━━ Фрагмент документа
Ноябрь, Декабрь и Январь было много расстрелов: и большими и малыми группами. Списки всегда подписывались Лобовым, потом ставшим членом Сар. Исполкома, и при публикации в советской печати нередко сопровождались либо приветственными, либо оправдательными статьями члена В.Ц.И.К. Вардина-Мгеладзе. В списках объявлялась и вина расстрелянных. Вот, например, список расстрелянных в ответ на взрыв в Леонтьевском переулке, дело рук так называемых «анархистов подполья». Кто в нем значится? Члены организации, виновной во взрыве? Соучастники? Подозреваемые? Нет, ничуть не бывало. Этот список, получивший название списка «кровавой повинности» состоит в большей своей части из местных общественных деятелей, живших легально и работавших в советских учреждениях.

И. И. Гильгенберг, бывший народоволец, был долго в ссылке; вина: член городской думы; Бринарделли — вина: инженер и член партии к.-д. Поляк, вина: кандидат в члены Учред. Собр. и т. д. Почему же их расстреляли?

По телеграмме из Москвы на долю Саратова из «Всероссийской кровавой повинности» падало шестьдесят человек именитой буржуазии или лиц с именами и известностью.

Кровавая повинность была выполнена с точностью и полностью. Саратовская Чека, выполняя повинность, взяла на расстрел людей, осужденных перед тем ею же самой на несколько месяцев принудительных работ. Они мирно заготовляли в соседнем лесу дрова для города. Мирно возвращались они вечером с работ в свои палатки. А ночью их взяли и расстреляли.

Посмотрим теперь, как жилось заключенным в самой тюрьме № 3, из одиночного корпуса которой (бывшая каторга) большинство расстреливалось, меньшинство запугивалось властью и часто соглашалось творить ее волю и, наконец, некоторые не выдержали систематических угроз и издевательств и кончали с собой.

Сама тюрьма ничего страшного из себя не представляет. Самая обыкновенная русская тюрьма. Маленькие камеры. Темно. Керосиновое освещение. В камерах пустая рама без брезента и рамы от стола и скамейки; ведро проржавленное без ящика и крышки. Все, что только можно было сжечь, все сожжено тюремной стражей в долгие зимние ночи. Камеры совсем не отеплялись. Было холодно. Мерзла вода. Никто на ночь не раздевался. Спали, надевая на себя все, что имелось; шапки, перчатки, рукавицы, одеяла. Днем выводили на пятнадцать минут во двор на прогулку. Чаще позволяли эти пятнадцать минут ходить по коридору. Раз в день давали есть и фунт хлеба. Передачи сваливались в общую кучу и потом все съестное делилось поровну. Это называлось «коммуной». В ней принимала участие и тюремная стража, входя в общее число с заключенными и кроме того выбирая себе что «послаще». Часто в дни передач слышалось снизу: —«Зачем ты взял все белые булки себе, сволочь! Оставь мне». — «Ну вот еще, возьми себе сало». — «Да будет вам ругаться. Еще принесут» — говорил обыкновенно заведующий передачей.
━━━━
━━ Предоставленный материал
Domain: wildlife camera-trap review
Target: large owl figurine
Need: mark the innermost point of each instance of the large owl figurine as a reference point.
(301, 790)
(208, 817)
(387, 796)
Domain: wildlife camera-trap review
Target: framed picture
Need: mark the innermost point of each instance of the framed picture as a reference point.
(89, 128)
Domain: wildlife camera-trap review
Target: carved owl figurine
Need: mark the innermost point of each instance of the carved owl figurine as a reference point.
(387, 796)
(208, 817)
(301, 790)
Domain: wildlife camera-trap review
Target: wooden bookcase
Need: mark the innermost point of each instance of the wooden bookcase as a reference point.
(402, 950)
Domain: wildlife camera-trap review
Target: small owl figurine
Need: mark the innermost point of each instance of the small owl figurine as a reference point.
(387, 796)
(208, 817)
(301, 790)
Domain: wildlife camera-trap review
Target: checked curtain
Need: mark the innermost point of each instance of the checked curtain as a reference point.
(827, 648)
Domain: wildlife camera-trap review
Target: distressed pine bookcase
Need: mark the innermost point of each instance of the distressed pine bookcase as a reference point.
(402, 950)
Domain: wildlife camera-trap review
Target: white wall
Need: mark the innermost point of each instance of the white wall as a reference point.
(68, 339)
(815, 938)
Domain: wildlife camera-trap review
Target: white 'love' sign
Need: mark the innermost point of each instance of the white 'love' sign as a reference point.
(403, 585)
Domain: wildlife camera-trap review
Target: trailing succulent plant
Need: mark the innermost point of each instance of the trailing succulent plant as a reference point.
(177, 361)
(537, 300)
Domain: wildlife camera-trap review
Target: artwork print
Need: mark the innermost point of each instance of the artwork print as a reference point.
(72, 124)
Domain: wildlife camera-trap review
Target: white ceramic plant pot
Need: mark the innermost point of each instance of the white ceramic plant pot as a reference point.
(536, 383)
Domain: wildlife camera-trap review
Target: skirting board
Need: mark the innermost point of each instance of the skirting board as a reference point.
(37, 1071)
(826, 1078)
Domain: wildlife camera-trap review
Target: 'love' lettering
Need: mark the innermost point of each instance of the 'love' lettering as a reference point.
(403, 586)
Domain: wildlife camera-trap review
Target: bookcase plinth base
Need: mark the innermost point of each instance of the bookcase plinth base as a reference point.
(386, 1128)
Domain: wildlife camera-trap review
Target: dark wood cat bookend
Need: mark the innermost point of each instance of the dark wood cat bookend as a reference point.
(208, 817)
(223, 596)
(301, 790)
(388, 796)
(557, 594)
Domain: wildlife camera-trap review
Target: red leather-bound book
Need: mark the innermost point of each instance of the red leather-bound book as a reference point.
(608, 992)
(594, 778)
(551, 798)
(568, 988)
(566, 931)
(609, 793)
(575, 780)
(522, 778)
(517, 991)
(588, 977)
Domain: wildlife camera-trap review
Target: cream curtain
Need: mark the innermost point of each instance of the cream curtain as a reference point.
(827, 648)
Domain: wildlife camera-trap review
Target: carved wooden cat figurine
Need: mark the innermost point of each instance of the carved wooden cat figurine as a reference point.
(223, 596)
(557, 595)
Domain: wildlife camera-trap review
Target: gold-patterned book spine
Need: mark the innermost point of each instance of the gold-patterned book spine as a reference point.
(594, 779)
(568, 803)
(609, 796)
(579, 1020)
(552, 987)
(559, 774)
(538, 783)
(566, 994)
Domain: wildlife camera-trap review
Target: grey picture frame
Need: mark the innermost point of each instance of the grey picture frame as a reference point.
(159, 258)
━━━━
## Список заданий
1 - Ответьте по фрагменту на три вопроса:
(a) Сколько человек падало на долю Саратова по телеграмме из Москвы?
(b) Кем всегда подписывались списки расстрелянных?
(c) На сколько минут днем выводили заключенных во двор?
2 - Определите, пожалуйста, соответствует ли фрагменту каждое утверждение, и приведите решающие слова из него:
(a) Камеры в тюрьме отапливались.
(b) Тюремная стража участвовала в «коммуне».
(c) Людей, осужденных на принудительные работы, ставили заготовлять дрова в соседнем лесу.
Материал здесь никак не используется.

## Ответы
1 -
(a) Шестьдесят человек.
(b) Лобовым.
(c) На пятнадцать минут.

2 -
(a) Нет: «Камеры совсем не отеплялись».
(b) Да: «В ней принимала участие и тюремная стража».
(c) Да: «Они мирно заготовляли в соседнем лесу дрова для города».